### SELECTED PASSAGE
----

It was great to catch up with family, eating Indonesian (a previous Dutch colony) in de 9 Straatjes, with the occasional black Miss Marple bicycle rattling past. The Anne Frank museum blew my mind, and I was enlightened at the Van Gogh museum – previously I thought he was too faddish, was really limited of me. I loved seeing the flower markets on Spui again, and discovered its cafes favoured by local journalists and the literary set. All around there were constant reminders of the Dutch quirky humour on nouveau-Roman monuments and shop names, and especially from my cousin Pieter.

Even today it's just about having an easy lifestyle. But I once read that that's the problem with Amsterdam, you get so taken up with the ease of the place that you forget why you came. Amsterdam doesn't have the same effortless sophistication of Paris, but why should I even try to compare the two? Amsterdam is the hub of the alternative and social experimentation, littered with the flotsam left by new wave British, American and Antipodean residents during past eras: hippies paradise in the 60s and 70s, gay capital in the 80s, and party haven in the 90s. And today? Who knows?

{Jonne and her horse}

{Amsterdam canal}

{Best blackberries ever, like caviar!}

I have more photos but can't show them due to camera mood swings, but hopefully I'll fix it up when I return to Denmark.

03 July 2007

Paris, je t'aime

{Jessica and I at Musée Jacquemart André}

Maybe Paris has a way of making people forget.

Paris? No. Not this city. It's too real and too beautiful to ever let you forget anything.

- An American in Paris, 1951

Well, a week has passed since I first arrived in Paris, land of legendary art, cigar smoke, and crispy bagettes; staying in an apartment with mum and Jess. I don't care what people say, Paris is my favourite European city – there is no substitute.

----

Dataset entries:
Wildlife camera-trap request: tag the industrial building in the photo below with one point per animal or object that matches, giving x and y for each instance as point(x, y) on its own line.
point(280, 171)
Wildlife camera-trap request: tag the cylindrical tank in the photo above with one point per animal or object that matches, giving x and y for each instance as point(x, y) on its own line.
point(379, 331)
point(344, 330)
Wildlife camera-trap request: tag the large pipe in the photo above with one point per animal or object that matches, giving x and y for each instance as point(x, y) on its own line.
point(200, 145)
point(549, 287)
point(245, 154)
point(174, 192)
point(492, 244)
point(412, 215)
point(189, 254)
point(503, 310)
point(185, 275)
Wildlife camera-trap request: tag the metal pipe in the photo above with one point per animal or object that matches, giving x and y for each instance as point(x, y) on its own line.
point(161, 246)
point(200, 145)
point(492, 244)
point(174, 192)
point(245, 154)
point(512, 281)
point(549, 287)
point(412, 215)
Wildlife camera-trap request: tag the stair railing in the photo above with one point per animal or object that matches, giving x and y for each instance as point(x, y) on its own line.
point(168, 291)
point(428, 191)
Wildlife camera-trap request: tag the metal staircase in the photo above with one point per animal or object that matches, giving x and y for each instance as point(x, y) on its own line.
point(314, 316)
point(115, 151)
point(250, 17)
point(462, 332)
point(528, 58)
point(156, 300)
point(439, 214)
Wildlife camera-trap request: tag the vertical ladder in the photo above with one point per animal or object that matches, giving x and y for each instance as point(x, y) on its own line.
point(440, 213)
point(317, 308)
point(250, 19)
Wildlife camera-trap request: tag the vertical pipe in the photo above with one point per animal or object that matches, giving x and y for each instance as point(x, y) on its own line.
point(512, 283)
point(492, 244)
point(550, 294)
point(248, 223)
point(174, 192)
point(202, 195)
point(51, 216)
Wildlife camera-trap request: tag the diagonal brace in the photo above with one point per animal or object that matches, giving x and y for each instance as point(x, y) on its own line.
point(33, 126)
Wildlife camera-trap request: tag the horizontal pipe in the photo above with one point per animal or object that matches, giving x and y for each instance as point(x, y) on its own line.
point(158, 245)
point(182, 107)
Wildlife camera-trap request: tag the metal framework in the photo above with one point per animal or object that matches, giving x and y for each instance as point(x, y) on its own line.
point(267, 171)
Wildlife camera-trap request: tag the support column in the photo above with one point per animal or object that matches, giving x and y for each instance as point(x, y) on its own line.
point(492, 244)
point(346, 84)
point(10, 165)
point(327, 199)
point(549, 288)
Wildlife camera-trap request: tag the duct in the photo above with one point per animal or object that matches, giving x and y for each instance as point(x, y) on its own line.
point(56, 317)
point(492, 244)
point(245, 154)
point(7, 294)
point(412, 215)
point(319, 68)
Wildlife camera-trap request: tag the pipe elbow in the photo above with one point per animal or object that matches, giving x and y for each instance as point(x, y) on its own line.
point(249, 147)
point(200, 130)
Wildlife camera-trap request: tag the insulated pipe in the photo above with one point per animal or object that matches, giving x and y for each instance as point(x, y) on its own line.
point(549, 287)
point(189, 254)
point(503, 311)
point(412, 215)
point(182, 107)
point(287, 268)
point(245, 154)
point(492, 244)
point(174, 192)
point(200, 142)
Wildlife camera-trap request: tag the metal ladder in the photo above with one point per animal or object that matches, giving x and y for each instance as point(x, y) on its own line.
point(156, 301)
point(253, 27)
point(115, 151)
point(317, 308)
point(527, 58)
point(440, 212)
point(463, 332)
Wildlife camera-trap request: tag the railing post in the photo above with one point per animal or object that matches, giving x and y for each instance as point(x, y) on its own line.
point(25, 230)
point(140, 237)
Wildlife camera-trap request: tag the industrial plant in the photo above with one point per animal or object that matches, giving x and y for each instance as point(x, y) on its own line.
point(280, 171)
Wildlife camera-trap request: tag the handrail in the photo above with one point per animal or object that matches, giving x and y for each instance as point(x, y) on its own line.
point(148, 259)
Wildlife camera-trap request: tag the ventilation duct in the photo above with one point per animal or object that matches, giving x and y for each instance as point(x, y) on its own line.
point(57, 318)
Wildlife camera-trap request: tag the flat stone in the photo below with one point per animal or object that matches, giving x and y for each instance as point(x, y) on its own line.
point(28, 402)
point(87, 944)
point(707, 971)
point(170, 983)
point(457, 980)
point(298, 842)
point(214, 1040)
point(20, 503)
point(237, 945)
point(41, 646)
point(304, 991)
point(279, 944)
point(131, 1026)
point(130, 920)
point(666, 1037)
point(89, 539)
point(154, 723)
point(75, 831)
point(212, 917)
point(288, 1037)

----

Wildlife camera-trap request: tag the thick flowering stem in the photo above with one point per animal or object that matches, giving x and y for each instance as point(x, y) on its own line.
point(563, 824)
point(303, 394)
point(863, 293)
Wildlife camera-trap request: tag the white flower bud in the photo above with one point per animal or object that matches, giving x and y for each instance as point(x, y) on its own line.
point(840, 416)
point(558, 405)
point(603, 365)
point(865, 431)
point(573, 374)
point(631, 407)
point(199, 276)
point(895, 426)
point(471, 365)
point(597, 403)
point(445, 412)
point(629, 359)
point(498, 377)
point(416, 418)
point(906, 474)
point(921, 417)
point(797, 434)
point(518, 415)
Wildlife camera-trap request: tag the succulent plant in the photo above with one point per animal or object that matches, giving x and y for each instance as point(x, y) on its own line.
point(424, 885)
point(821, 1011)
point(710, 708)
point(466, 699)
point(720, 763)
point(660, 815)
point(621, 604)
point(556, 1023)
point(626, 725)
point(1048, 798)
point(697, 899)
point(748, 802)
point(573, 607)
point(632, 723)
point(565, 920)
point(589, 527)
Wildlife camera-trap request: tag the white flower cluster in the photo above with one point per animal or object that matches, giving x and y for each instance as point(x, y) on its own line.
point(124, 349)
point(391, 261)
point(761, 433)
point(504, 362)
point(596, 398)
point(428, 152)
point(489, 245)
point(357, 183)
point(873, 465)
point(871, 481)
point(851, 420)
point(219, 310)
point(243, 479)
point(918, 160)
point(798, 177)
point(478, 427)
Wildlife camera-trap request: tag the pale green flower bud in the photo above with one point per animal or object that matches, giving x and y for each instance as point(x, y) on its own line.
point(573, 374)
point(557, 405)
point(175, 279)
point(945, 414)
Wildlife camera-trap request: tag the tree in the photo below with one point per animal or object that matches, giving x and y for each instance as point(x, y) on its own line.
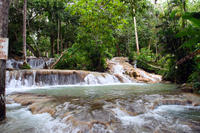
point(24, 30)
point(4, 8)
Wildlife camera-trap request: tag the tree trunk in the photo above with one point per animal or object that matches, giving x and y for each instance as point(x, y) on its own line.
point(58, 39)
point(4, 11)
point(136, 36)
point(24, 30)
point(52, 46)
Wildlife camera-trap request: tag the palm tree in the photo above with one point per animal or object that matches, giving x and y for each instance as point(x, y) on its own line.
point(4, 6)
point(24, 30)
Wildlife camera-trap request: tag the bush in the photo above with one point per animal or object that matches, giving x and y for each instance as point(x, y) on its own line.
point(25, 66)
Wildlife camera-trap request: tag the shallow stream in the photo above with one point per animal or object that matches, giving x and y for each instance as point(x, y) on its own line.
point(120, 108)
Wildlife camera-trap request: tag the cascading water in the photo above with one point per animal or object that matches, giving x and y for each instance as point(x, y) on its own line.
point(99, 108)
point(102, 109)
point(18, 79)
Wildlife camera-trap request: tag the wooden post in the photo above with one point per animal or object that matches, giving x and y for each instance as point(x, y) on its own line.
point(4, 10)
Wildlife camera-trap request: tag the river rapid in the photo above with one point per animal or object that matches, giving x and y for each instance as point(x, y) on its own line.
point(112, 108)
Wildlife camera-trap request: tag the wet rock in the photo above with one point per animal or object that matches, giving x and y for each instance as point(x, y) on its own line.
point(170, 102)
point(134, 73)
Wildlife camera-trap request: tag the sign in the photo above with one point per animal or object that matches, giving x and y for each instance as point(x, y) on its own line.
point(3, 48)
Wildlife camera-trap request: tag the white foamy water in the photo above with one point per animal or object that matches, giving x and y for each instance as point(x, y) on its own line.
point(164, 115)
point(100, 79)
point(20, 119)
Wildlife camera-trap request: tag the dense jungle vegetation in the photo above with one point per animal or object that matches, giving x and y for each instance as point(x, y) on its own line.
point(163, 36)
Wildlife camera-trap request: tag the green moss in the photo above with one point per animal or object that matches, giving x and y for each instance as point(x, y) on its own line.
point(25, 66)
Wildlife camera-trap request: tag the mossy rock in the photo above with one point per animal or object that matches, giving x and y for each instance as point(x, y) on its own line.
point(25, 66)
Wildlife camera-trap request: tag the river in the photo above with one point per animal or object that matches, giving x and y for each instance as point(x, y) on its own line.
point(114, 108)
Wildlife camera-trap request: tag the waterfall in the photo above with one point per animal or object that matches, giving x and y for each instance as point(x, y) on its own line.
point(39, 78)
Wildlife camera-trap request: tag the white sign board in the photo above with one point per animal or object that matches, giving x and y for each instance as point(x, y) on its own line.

----

### TASKS AND EXERCISES
A: Answer these questions about the travel post on Amsterdam and Paris:
(i) Where did the writer see the flower markets again?
(ii) What was Amsterdam called in the 80s?
(iii) Who is the writer sharing the Paris apartment with?
B: Rewrite the travel post on Amsterdam and Paris from "03 July 2007" up to and including "you forget anything.", putting "lovely" in place of "beautiful".
C: Write the next part of the travel post on Amsterdam and Paris, picking up after its final sentence.
These records were taken from a separate source.

### ANSWERS BY ITEM
A:
(i) On Spui.
(ii) Gay capital.
(iii) Mum and Jess.

B:
03 July 2007

Paris, je t'aime

{Jessica and I at Musée Jacquemart André}

Maybe Paris has a way of making people forget.

Paris? No. Not this city. It's too real and too lovely to ever let you forget anything.

C:
The last few days were spent meandering through several Paris neighbourhoods: the Marais, the Rue du Faubourg St.-Honoré, the Palais Royale, rue Saint-Michel. It's so funny because everything here is such a beautiful cliché, you feel like you're walking around a French film set.

We visited the restored Museé de l'Orangerie to see the Monet waterlilies in their original home, and yesterday enjoyed baguettes with brie on the not-so-sunny lawns in Jardin du Luxemborg, but, mostly, we've shopped as if we were engaged in a kind of sociological study of French customs and style. We have rendezvoused with family friends in the 6e and visited the Sorbonne with them, and discovered some fantastic new restaurants in the 1em. Mum and Jess were looking for Napoleonic era antiques, which gave me time to explore some of the markets (discovering a human skeleton and a stuffed two headed sheep, eek!). Each day has ended with complete exhaustion, and it was nice to simply gaze across the seine from Pont Neuf as the sun sets around 10pm.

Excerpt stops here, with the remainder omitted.